EXERCISE REQUIREMENTS => Reproduce word for word the stretch of the dark web cybercrime text from "Events like these" through "the business completely.".

BEGIN TEXT SEGMENT

Cybercriminal group closure and exit scams

Events like these have compelled cybercriminals to plot new strategies, which sometimes involves closing shop and cashing out before they get on the feds’ radar. In October 2020, the Maze ransomware group, which has breached hundreds of companies including Xerox, LG, and Canon, shut itself down over a six-week period stating they had retired their activities. However, experts have suggested this is likely a façade. Ransomware operators often shut one operation down to join another rather than exit the business completely. 

“In recent years, the dark net has dramatically changed, quite organically, due to increased organized criminal organizations’ use of anonymous forums and marketplaces, the increased presence of young YouTube inspired ‘criminal wannabes,’ and naturally, the subsequent increased presence of law enforcement and their attempts to infiltrate, de-anonymize, and take down such groups and hidden services,” says Mark Turnage, CEO of DarkOwl, a dark web search engine.

Dark web becoming a recruiting channel

According to Turnage, the dark web has evolved into an intermediary ground where cybercriminals minimally interact to poach new members for their group. They then move communications to private, encrypted channels such as Telegram, Jabber, and WickR. “Malware developers and financial fraud [criminals] rely less on dark net marketplaces for distributing their exploits and instead levy black hat forums across the deep web and darknet to establish their brand, develop clout across the community, and recruit new members,” says Turnage. “Many criminal organizations use the dark net merely to vet potential affiliates, particularly in the ransomware-as-a-service industry, and their [co-conspirators].”

Turnage says that DarkOwl has seen more technically savvy criminals increase their use of alternative decentralized dark nets and meshnets such as Lokinet and Yggdrasil. He attributes this to the short lifespan of dark net marketplaces and services across Tor and server seizures by globally coordinated law enforcement agencies.

Moving marketplaces from Tor nodes to private messaging services may also come with technical advantages, such as distributed denial of service (DDoS) protections. These technical safeguards may lure dark web admins as underground marketplaces like Empire have been forced to shut themselves down following DDoS attacks by other cybercriminals in rather ironic extortion attempts. Empire’s abrupt exit has also rendered its so-called “escrow” guarantee void, prompting some patrons to label the closure an “exit scam.”

END TEXT SEGMENT
BEGIN RECORDED INFORMATION

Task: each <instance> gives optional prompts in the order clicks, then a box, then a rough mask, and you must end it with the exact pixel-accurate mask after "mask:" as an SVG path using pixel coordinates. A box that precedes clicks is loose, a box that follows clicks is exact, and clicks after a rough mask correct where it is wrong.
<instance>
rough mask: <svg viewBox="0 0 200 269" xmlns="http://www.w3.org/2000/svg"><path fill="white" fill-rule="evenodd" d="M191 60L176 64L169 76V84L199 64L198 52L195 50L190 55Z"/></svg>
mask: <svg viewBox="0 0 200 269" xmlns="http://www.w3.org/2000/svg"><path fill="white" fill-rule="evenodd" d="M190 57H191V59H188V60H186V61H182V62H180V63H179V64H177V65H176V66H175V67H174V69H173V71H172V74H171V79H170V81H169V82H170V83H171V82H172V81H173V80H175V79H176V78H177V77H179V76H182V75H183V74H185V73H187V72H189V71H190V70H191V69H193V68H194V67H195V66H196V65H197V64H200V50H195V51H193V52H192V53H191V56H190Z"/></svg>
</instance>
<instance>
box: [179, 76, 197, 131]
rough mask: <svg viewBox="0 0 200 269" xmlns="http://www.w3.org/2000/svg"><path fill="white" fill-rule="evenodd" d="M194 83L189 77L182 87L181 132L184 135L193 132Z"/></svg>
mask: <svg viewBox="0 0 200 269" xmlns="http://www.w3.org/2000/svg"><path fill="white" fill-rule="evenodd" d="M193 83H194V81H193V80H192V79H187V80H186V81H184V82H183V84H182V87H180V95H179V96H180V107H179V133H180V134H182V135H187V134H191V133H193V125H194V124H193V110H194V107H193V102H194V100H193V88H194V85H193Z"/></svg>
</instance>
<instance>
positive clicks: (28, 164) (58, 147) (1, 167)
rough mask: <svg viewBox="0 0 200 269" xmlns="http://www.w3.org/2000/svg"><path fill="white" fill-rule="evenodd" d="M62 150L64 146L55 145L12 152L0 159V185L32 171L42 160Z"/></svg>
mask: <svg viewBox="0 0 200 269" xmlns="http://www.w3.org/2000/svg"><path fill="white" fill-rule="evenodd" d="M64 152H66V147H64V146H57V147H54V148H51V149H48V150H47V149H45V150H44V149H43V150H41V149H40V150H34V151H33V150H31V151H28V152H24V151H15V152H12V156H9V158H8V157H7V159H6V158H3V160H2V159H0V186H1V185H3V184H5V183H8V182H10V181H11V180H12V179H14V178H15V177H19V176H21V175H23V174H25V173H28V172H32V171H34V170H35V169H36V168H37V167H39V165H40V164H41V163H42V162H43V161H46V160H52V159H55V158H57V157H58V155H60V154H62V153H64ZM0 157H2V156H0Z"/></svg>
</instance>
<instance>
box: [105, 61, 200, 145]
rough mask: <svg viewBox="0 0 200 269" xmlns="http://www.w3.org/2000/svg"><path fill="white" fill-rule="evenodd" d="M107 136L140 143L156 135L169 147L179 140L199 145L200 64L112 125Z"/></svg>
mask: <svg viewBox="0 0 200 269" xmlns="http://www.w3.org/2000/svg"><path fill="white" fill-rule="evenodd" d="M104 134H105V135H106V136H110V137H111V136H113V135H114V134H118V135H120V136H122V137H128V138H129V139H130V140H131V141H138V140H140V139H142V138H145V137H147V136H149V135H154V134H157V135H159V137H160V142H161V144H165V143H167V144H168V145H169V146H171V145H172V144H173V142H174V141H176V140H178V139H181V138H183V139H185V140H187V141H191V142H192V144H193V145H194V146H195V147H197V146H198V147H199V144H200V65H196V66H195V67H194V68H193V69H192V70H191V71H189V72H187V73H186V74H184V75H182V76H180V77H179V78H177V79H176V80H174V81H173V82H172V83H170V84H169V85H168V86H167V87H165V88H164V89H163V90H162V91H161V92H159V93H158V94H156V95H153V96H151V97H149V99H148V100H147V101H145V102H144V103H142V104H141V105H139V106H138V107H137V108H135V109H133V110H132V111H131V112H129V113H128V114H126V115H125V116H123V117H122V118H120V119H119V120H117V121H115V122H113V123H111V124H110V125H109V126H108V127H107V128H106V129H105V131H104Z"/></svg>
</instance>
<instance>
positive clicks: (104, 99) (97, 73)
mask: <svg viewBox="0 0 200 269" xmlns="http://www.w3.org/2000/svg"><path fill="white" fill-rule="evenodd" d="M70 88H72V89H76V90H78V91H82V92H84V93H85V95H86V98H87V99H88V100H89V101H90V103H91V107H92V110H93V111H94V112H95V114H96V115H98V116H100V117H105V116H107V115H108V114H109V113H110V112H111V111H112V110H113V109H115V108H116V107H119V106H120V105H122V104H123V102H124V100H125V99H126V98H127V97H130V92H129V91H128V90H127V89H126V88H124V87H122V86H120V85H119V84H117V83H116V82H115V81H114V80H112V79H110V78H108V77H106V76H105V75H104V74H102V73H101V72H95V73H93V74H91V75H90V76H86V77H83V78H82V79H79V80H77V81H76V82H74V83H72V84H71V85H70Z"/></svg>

END RECORDED INFORMATION

REPLY =>
Events like these have compelled cybercriminals to plot new strategies, which sometimes involves closing shop and cashing out before they get on the feds’ radar. In October 2020, the Maze ransomware group, which has breached hundreds of companies including Xerox, LG, and Canon, shut itself down over a six-week period stating they had retired their activities. However, experts have suggested this is likely a façade. Ransomware operators often shut one operation down to join another rather than exit the business completely.